▸ **The task**
Find every line in the lines below that contains the string "cabinet", and copy each such line. Case counts.

▸ **Recorded data**
-- begin --
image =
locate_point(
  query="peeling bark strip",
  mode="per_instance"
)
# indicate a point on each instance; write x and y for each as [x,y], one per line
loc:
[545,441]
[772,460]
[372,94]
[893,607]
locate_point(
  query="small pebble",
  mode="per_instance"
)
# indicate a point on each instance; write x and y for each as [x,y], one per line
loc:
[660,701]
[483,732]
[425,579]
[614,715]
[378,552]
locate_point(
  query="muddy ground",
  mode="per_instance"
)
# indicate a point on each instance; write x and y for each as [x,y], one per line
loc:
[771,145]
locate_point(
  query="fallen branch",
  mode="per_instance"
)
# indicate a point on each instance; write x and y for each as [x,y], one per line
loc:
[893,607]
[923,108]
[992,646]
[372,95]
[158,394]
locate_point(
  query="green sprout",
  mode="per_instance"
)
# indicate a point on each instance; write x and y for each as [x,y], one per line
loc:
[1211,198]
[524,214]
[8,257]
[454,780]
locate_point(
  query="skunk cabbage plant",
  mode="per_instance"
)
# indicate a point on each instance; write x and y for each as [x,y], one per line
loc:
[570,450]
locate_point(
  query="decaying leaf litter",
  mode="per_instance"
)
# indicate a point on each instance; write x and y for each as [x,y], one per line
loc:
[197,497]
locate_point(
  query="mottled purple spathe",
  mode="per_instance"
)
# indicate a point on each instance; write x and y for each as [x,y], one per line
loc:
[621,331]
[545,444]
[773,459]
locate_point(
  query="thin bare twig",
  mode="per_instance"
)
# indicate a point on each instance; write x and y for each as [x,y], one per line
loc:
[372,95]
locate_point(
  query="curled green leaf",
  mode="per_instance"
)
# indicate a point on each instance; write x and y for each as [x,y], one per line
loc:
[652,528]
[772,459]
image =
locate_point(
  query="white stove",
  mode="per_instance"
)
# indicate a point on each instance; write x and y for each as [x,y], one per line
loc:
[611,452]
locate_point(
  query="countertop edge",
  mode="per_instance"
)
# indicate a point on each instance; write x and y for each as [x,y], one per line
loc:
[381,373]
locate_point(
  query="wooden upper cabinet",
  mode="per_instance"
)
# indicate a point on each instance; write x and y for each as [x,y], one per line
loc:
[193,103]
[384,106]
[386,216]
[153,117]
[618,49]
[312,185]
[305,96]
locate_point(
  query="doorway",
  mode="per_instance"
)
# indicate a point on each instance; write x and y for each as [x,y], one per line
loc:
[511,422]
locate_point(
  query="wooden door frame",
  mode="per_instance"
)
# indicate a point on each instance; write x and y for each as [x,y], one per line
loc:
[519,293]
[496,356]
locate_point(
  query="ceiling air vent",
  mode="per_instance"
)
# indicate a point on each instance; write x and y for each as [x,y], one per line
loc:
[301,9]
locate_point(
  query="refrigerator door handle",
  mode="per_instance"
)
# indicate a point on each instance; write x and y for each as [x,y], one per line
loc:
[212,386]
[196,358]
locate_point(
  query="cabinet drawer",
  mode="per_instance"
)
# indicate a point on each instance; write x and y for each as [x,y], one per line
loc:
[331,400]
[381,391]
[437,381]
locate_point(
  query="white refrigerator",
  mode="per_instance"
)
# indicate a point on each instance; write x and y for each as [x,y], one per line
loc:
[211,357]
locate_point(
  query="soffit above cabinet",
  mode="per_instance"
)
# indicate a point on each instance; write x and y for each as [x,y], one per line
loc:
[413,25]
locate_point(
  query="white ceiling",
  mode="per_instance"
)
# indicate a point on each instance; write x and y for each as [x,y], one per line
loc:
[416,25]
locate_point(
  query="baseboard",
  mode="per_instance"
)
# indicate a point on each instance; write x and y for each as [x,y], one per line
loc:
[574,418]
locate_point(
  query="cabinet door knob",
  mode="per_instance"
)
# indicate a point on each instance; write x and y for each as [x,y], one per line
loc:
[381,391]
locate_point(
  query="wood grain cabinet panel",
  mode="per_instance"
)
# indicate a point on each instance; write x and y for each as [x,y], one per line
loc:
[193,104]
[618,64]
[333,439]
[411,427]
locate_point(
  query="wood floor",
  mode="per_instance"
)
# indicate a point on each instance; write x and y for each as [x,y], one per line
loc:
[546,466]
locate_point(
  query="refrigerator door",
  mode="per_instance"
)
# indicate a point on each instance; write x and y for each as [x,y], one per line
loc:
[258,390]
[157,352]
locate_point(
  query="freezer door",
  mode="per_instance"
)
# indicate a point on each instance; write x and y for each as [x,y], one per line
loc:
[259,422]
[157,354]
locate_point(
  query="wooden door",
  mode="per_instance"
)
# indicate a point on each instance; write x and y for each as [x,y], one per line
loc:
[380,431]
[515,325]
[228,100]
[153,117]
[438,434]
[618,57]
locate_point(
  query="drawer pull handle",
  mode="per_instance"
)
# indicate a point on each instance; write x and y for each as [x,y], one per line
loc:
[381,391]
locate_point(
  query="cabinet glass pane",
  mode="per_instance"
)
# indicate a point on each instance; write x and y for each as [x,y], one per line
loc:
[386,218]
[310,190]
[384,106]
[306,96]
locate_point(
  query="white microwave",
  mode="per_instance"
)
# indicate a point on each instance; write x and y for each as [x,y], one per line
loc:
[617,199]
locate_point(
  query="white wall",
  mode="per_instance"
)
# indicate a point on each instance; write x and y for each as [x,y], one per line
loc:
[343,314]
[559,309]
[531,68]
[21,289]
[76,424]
-- end --
▸ **Expected answer**
  query="wooden upper cabinet",
  query="cabinet drawer",
  query="soffit above cabinet",
  query="cabinet door knob",
  query="wood grain cabinet panel",
  query="cabinet glass pane",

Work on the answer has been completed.